[What you are asked to do] Substitute "precisely" for every occurrence of "exactly" in the lines below, and write all the lines out again with nothing else changed.
+++ Available records +++
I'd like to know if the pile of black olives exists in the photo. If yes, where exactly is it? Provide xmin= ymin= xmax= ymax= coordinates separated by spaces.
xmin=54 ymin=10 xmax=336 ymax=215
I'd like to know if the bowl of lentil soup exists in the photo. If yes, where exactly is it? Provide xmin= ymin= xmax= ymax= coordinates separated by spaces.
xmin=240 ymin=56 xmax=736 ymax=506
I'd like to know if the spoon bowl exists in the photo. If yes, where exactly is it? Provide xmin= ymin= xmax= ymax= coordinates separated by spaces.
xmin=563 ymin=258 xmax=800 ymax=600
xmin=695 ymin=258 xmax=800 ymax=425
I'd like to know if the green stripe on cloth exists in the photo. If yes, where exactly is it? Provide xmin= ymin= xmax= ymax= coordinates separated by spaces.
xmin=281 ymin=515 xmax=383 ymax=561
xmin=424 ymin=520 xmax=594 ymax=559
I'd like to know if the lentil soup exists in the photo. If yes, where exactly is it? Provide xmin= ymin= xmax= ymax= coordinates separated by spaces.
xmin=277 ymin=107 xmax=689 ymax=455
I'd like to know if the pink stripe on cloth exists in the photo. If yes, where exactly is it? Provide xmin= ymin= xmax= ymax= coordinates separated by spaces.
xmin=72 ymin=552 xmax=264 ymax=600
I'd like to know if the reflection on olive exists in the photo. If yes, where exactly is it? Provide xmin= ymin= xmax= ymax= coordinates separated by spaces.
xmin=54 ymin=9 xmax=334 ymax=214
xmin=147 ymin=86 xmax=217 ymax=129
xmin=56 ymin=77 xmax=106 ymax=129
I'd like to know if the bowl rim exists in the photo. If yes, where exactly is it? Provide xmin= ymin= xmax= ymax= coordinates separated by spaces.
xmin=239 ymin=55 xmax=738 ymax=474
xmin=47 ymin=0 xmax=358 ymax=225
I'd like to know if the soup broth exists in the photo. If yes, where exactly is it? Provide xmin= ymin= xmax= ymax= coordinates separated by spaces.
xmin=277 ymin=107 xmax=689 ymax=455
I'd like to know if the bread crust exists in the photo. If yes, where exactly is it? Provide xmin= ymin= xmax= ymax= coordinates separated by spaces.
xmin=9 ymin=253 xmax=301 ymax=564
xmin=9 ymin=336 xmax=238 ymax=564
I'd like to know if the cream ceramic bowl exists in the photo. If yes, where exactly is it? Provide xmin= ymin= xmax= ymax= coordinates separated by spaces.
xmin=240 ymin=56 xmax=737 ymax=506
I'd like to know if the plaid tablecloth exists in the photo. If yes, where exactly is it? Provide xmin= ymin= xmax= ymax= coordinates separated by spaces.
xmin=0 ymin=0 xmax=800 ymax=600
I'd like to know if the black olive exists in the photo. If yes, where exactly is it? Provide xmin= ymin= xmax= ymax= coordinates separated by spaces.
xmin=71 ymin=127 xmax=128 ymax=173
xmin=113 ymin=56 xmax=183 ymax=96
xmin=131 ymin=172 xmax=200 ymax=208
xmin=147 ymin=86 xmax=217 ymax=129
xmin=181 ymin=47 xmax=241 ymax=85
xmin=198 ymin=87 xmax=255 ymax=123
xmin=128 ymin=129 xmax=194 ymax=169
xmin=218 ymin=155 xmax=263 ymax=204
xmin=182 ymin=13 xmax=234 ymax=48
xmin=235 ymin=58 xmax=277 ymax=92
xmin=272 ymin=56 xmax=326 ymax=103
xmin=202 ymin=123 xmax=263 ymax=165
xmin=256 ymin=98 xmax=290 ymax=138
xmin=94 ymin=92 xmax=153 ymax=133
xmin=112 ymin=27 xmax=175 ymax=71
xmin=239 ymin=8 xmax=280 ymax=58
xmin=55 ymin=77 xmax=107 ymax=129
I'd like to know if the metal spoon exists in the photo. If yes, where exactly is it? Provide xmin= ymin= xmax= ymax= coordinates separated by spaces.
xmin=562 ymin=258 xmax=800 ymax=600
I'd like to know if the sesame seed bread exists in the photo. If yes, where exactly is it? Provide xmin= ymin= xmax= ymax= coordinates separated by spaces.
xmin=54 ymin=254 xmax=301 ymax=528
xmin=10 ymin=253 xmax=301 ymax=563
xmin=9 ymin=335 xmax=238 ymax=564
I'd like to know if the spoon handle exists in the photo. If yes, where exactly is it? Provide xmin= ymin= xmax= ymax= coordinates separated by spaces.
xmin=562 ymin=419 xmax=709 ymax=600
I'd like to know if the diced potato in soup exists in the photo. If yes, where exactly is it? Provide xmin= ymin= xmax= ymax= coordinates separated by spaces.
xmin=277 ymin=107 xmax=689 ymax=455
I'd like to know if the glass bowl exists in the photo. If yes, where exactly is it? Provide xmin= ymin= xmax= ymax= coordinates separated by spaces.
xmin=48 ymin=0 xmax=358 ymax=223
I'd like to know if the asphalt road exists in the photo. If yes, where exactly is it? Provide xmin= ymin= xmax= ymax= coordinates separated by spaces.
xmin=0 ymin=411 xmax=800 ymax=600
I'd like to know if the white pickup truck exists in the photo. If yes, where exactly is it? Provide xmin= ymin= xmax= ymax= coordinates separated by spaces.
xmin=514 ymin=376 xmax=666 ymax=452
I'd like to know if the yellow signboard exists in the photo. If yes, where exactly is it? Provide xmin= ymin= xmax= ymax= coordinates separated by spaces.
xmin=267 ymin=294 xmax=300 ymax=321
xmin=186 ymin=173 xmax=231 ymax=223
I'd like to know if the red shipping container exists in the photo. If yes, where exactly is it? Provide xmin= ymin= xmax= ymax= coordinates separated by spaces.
+++
[Complete response]
I'd like to know if the pile of black olives exists in the photo. If yes, where precisely is it? Provide xmin= ymin= xmax= ymax= coordinates separated by spaces.
xmin=54 ymin=10 xmax=336 ymax=215
I'd like to know if the bowl of lentil soup exists in the photo. If yes, where precisely is it? Provide xmin= ymin= xmax= ymax= coordinates separated by spaces.
xmin=240 ymin=56 xmax=736 ymax=506
I'd like to know if the spoon bowl exists in the photo. If yes, where precisely is it? Provide xmin= ymin= xmax= ymax= coordinates separated by spaces.
xmin=563 ymin=258 xmax=800 ymax=600
xmin=695 ymin=258 xmax=800 ymax=425
I'd like to know if the green stripe on cloth exists in the photo. If yes, where precisely is it? Provide xmin= ymin= xmax= ymax= coordinates separated by spaces.
xmin=281 ymin=515 xmax=383 ymax=561
xmin=424 ymin=520 xmax=594 ymax=559
I'd like to know if the lentil soup exists in the photo. If yes, where precisely is it? Provide xmin= ymin= xmax= ymax= coordinates separated by spaces.
xmin=277 ymin=107 xmax=689 ymax=455
I'd like to know if the pink stripe on cloth exists in the photo. If yes, where precisely is it? Provide xmin= ymin= xmax= ymax= coordinates separated by spaces.
xmin=72 ymin=552 xmax=264 ymax=600
I'd like to know if the reflection on olive exists in the photo. If yes, where precisely is it? Provide xmin= ymin= xmax= ymax= coordinates separated by spaces.
xmin=54 ymin=9 xmax=334 ymax=214
xmin=147 ymin=86 xmax=217 ymax=129
xmin=56 ymin=77 xmax=106 ymax=129
I'd like to know if the bowl rim exists in the photo. If yes, where precisely is it? Provide xmin= ymin= xmax= ymax= coordinates separated by spaces.
xmin=239 ymin=55 xmax=738 ymax=474
xmin=47 ymin=0 xmax=358 ymax=225
I'd like to know if the soup broth exists in the photo. If yes, where precisely is it? Provide xmin= ymin= xmax= ymax= coordinates separated by spaces.
xmin=277 ymin=107 xmax=689 ymax=455
I'd like to know if the bread crust exists in the photo. If yes, where precisely is it? Provide xmin= ymin= xmax= ymax= coordinates separated by spaces.
xmin=9 ymin=253 xmax=301 ymax=564
xmin=9 ymin=336 xmax=238 ymax=564
I'd like to know if the cream ceramic bowl exists in the photo. If yes, where precisely is it? Provide xmin= ymin= xmax= ymax= coordinates separated by spaces.
xmin=240 ymin=56 xmax=737 ymax=506
I'd like to know if the plaid tablecloth exists in the photo. If yes, where precisely is it? Provide xmin= ymin= xmax= ymax= coordinates separated by spaces.
xmin=0 ymin=0 xmax=800 ymax=600
I'd like to know if the black olive exists in the photo. If yes, where precisely is it? Provide xmin= ymin= xmax= ymax= coordinates separated by spaces.
xmin=71 ymin=127 xmax=128 ymax=173
xmin=113 ymin=56 xmax=183 ymax=96
xmin=131 ymin=172 xmax=200 ymax=208
xmin=147 ymin=86 xmax=217 ymax=129
xmin=181 ymin=47 xmax=241 ymax=85
xmin=198 ymin=87 xmax=255 ymax=123
xmin=128 ymin=129 xmax=194 ymax=169
xmin=218 ymin=155 xmax=263 ymax=204
xmin=182 ymin=13 xmax=234 ymax=48
xmin=235 ymin=58 xmax=277 ymax=92
xmin=272 ymin=56 xmax=326 ymax=103
xmin=202 ymin=123 xmax=263 ymax=165
xmin=256 ymin=98 xmax=290 ymax=138
xmin=94 ymin=92 xmax=153 ymax=133
xmin=112 ymin=27 xmax=175 ymax=71
xmin=239 ymin=8 xmax=280 ymax=58
xmin=55 ymin=77 xmax=107 ymax=129
I'd like to know if the metal spoon exists in the photo. If yes, where precisely is it? Provide xmin= ymin= xmax= ymax= coordinates separated by spaces.
xmin=562 ymin=258 xmax=800 ymax=600
I'd like to know if the sesame seed bread exists in the photo. If yes, where precisely is it? Provide xmin= ymin= xmax= ymax= coordinates separated by spaces.
xmin=54 ymin=254 xmax=301 ymax=528
xmin=10 ymin=253 xmax=301 ymax=563
xmin=9 ymin=335 xmax=238 ymax=564
I'd like to know if the spoon handle exists in the photo. If yes, where precisely is it? Provide xmin= ymin= xmax= ymax= coordinates separated by spaces.
xmin=562 ymin=419 xmax=709 ymax=600
I'd like to know if the diced potato in soup exists in the photo. If yes, where precisely is it? Provide xmin= ymin= xmax= ymax= coordinates separated by spaces.
xmin=277 ymin=107 xmax=689 ymax=455
I'd like to know if the glass bowl exists in the photo. If yes, where precisely is it? Provide xmin= ymin= xmax= ymax= coordinates separated by spaces.
xmin=48 ymin=0 xmax=358 ymax=223
I'd like to know if the asphalt road exists in the photo. If yes, where precisely is it? Provide xmin= ymin= xmax= ymax= coordinates separated by spaces.
xmin=0 ymin=411 xmax=800 ymax=600
I'd like to know if the white pickup truck exists in the photo. If yes, where precisely is it? Provide xmin= ymin= xmax= ymax= coordinates separated by spaces.
xmin=514 ymin=376 xmax=666 ymax=452
I'd like to know if the yellow signboard exists in the photo. If yes, where precisely is it? Provide xmin= ymin= xmax= ymax= coordinates separated by spaces.
xmin=267 ymin=294 xmax=300 ymax=321
xmin=186 ymin=173 xmax=231 ymax=223
I'd like to know if the red shipping container exists in the photo. If yes, where precisely is it? Provide xmin= ymin= xmax= ymax= coordinates separated by spaces.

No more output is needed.